_PROVIDED MATERIAL_
⟨

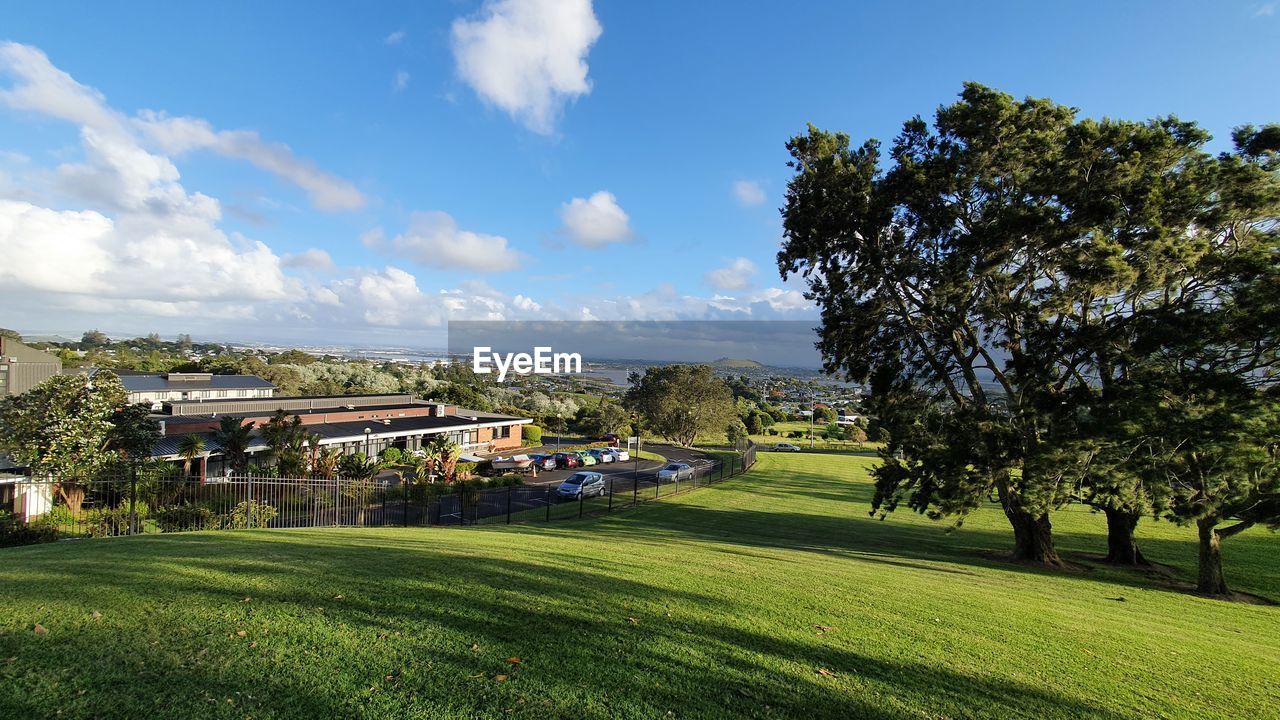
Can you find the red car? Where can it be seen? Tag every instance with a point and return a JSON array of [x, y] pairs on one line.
[[567, 460]]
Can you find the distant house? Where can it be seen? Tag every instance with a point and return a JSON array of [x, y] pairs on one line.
[[23, 368], [158, 388], [348, 423]]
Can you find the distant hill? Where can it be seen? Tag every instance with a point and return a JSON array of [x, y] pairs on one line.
[[736, 364]]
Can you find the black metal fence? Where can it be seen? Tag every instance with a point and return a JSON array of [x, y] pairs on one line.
[[37, 510]]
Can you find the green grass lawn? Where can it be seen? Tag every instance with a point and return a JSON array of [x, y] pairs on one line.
[[768, 596]]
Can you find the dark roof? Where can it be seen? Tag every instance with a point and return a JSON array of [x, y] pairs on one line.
[[160, 382], [353, 431], [265, 410]]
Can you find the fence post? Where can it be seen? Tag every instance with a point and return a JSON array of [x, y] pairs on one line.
[[133, 499]]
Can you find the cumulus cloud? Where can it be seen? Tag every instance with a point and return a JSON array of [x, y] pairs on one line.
[[310, 259], [528, 57], [749, 194], [597, 220], [735, 276], [435, 240], [41, 87], [178, 136]]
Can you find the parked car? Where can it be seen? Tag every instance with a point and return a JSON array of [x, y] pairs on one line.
[[676, 472], [602, 455], [544, 461], [567, 460], [581, 484]]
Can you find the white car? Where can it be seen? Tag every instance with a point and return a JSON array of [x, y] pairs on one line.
[[581, 484], [676, 472]]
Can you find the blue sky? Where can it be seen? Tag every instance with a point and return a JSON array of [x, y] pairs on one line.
[[328, 173]]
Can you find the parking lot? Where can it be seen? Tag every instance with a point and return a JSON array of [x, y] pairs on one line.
[[617, 473]]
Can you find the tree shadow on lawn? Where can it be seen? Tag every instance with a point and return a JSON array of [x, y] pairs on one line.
[[897, 542], [421, 632]]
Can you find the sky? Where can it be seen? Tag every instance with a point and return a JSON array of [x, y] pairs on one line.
[[324, 173]]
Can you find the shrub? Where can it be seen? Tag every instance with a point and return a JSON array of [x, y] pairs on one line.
[[184, 518], [248, 514], [531, 434], [109, 522]]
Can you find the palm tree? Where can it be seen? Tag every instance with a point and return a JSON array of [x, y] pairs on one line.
[[190, 447], [234, 436]]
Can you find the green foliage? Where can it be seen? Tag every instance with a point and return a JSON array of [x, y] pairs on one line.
[[184, 518], [62, 427], [682, 401], [979, 369], [531, 434], [248, 514]]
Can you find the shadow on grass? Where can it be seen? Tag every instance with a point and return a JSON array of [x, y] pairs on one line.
[[421, 632]]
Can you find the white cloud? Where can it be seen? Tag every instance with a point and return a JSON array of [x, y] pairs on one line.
[[310, 259], [735, 276], [597, 220], [435, 240], [749, 194], [41, 87], [177, 136], [528, 57]]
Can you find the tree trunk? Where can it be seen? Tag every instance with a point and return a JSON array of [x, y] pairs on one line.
[[1033, 534], [1121, 543], [1033, 537], [73, 495], [1211, 580]]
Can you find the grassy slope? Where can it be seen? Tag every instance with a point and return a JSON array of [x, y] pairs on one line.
[[700, 606]]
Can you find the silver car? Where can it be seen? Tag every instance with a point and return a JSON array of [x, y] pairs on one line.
[[676, 472], [581, 484]]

⟩

_REQUIREMENT_
Omit all pictures and repeat the rest of the records verbatim.

_FINISHED EXERCISE_
Can you find the red car? Where can it be seen? Tag every instance with a point and return a JSON array of [x, y] pairs on one line.
[[567, 460]]
Can you find the distant house? Where can it be seen? Tag every instance with a point and return a JSON array of [x, y] pairs on one line.
[[23, 368], [158, 388], [348, 423]]
Can you find the distant hill? Where can it be seen? Tag every instance with a point and return a JSON array of [x, y] pairs on one line.
[[736, 364]]
Can you find the black metal fence? Where can it be seen? Tag every instance with a point and return a JSON array of [x, y] pairs on one line.
[[37, 510]]
Can you find the green grass lawn? Where can it be seen? Tag every instance with a point and return a JSON array of [x, y] pairs on one line.
[[768, 596]]
Can you find the dark roof? Where can it be seen? Tag every instance with a point and return a JSON array of [x, y] pairs on one line.
[[160, 382], [353, 431], [265, 410]]
Can you find the fence post? Where can it be seen? Tag every instance with a point and return a JSON array of [x, y] pairs on one line.
[[133, 499]]
Can you find the cumulus cloud? Where can it be seen? Tag every instance with a point and return a JSON array of [x, y] pairs on one line.
[[310, 259], [528, 57], [749, 194], [597, 220], [735, 276], [435, 240], [41, 87], [178, 136]]
Can you find the parked car? Where can it be seen? Tag every instance with a point and return a JSON array of [x, y] pairs on one line.
[[676, 472], [602, 455], [544, 461], [567, 460], [581, 484]]
Can you find the white car? Where can it be seen? Tag every instance with a point and return a JSON array of [x, y] pairs on one line.
[[581, 484], [676, 472]]
Can you find the blue sky? Where can it be seen? Tag every instance with a point and return a JSON array of [x, y] pairs on one line.
[[328, 173]]
Can you find the parking lot? Where can it be seen? Tag every instance with a point and return a JSON array of [x, y] pairs on one line.
[[617, 473]]
Can you find the tree shadow on lawn? Where can it be seen? Tag every instance with a point and return a JSON array of [x, y] pairs on one line.
[[897, 542], [421, 632]]
Can you find the sky? Where can it be seen? Tag every instance with a point and return a JSON array of [x, y] pairs on one line.
[[324, 173]]
Can you find the shrub? Where can it be seen? Tag every instance with a point and return a JSON array of [x, y] pairs on one line.
[[184, 518], [248, 514], [531, 434], [109, 522]]
Can you find the palm tree? Where can it be seen? Tag every instance with a point and return a JSON array of [x, y] pairs on one line.
[[190, 447], [234, 436]]
Can you find the green foliage? Where can it be seen? Tag every instance with a point and return a JSON array of [x, y] pairs on one line.
[[184, 518], [62, 427], [682, 401], [979, 369], [531, 434], [248, 514]]
Can you find the shadow on grass? Where can it be seen? Tag every instance with a point and return a JSON array of [x, y] pairs on one line.
[[421, 632]]
Can you find the white cloud? Where can it be seen? Tag every instance with a point and return a JSON array of [x, y] pairs on one line.
[[310, 259], [735, 276], [597, 220], [435, 240], [749, 194], [41, 87], [177, 136], [528, 57]]
Can you find the tree trunk? Where can it be seen? Tag every instance with a point and return a JSON array of [x, y] pairs on one line.
[[1033, 534], [1121, 543], [1033, 537], [73, 495], [1211, 580]]
Can you find the grassy slope? Where can it be seen? Tag every instance with a point and return a JSON array of [x, y] pairs on one line.
[[700, 606]]
Can you find the silver car? Where can it be seen? Tag every instance with a point and return a JSON array of [x, y] pairs on one line.
[[676, 472], [581, 484]]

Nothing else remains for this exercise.